→ WRITTEN TASK A
For the boat propane text, decide whether each statement agrees with it, and answer yes or no, quoting the words of the text that settle it: (i) The writer who lives aboard uses 1.5 gallons of propane a month. (ii) Opening the hatches alone does a good job of clearing propane from a boat. (iii) One writer advises checking with an insurance company before ordering an instant propane heater.
→ WRITTEN TASK B
Write out the boat propane text from "This isn't necessarily" to "the boat quickly.", keeping the wording exact.

→ TEXT SHOWN
══════════

I have a propane tankless/instant hot water heater and I love it! I doubt it's original equipment and the manufacturer no longer exists. I live aboard and go through 1.5 gal of propane per month (includes all hot water use and cooking).
This isn't necessarily a good idea, and in many cases, you won't be able to get insurance on the boat with an "instant" propane hot water heater aboard. Check with your insurance company before ordering one.

What I'd do differently in the installation is have the thing vent outside. A fume detector along with CO2 should keep you safe. Make sure your propane locker vents overboard. A bilge blower isn't a bad idea either. If you ever do smell propane, do not turn on or off anything electrical, open all hatches and let the boat vent very well. Propane sinks and is very dangerous.
I believe he means installing propane and CO detectors. BTW, opening the hatches alone does very little in the case of propane, and can actually make things worse. Propane is heavier than air, and you need a bilge blower type setup to really effectively vent it from the boat quickly.

══════════

(Records excerpted from a collection)
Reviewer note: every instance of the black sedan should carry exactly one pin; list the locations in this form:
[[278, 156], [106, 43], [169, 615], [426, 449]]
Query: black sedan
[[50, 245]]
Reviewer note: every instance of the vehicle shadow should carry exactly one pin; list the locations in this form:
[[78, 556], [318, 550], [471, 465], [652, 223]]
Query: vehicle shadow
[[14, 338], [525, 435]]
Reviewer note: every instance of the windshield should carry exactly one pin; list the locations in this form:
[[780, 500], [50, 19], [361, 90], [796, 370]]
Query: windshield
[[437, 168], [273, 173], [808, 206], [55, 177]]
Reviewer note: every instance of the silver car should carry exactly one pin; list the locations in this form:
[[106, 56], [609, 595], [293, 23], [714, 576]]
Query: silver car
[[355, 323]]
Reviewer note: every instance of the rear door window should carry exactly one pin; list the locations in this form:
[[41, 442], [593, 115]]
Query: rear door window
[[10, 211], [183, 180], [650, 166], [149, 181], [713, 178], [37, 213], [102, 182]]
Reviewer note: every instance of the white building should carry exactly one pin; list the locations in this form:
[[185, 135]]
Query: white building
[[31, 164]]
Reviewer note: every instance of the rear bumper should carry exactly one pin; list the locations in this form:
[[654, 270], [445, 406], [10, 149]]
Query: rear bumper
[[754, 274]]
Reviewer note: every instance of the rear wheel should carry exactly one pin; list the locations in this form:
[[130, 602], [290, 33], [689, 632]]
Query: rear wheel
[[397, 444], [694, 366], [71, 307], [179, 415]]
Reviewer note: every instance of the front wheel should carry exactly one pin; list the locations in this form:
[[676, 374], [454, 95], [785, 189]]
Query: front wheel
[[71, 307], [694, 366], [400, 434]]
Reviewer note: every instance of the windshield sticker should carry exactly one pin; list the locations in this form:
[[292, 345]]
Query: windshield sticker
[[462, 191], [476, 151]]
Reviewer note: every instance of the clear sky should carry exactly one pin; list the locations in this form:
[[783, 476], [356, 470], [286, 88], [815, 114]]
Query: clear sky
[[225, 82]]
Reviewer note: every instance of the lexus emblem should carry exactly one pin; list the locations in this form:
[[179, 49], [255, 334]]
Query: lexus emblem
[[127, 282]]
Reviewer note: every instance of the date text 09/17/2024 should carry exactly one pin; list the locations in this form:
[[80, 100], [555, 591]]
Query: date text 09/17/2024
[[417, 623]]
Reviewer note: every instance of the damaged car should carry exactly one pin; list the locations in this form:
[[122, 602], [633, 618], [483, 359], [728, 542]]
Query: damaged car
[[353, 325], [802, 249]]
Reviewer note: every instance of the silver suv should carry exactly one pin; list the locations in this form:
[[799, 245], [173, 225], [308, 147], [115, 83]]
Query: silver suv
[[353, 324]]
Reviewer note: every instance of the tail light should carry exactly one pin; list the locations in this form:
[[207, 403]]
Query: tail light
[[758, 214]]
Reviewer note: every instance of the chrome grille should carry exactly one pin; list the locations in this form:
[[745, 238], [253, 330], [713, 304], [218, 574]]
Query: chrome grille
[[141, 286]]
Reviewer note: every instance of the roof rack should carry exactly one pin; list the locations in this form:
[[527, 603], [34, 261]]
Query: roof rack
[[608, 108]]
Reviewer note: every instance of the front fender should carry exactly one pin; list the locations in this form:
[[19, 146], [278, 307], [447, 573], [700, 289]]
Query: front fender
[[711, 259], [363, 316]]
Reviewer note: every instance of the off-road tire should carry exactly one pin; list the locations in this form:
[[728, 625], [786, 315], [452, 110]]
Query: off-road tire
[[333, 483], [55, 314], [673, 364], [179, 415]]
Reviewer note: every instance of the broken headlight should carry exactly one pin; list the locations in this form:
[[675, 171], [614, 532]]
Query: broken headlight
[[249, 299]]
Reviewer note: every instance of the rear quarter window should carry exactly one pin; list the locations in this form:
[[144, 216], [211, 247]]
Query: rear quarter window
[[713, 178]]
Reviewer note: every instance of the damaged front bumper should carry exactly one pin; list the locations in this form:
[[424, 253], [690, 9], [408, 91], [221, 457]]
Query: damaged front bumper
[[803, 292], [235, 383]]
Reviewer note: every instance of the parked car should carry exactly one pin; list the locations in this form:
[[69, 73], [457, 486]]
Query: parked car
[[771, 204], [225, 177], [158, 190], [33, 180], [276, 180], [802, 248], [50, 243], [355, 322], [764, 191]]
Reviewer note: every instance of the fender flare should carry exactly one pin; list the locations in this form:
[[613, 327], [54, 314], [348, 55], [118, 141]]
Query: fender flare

══════════

→ REPLY A
(i) Yes: "go through 1.5 gal of propane per month"
(ii) No: "opening the hatches alone does very little in the case of propane"
(iii) Yes: "Check with your insurance company before ordering one."

→ REPLY B
This isn't necessarily a good idea, and in many cases, you won't be able to get insurance on the boat with an "instant" propane hot water heater aboard. Check with your insurance company before ordering one.

What I'd do differently in the installation is have the thing vent outside. A fume detector along with CO2 should keep you safe. Make sure your propane locker vents overboard. A bilge blower isn't a bad idea either. If you ever do smell propane, do not turn on or off anything electrical, open all hatches and let the boat vent very well. Propane sinks and is very dangerous.
I believe he means installing propane and CO detectors. BTW, opening the hatches alone does very little in the case of propane, and can actually make things worse. Propane is heavier than air, and you need a bilge blower type setup to really effectively vent it from the boat quickly.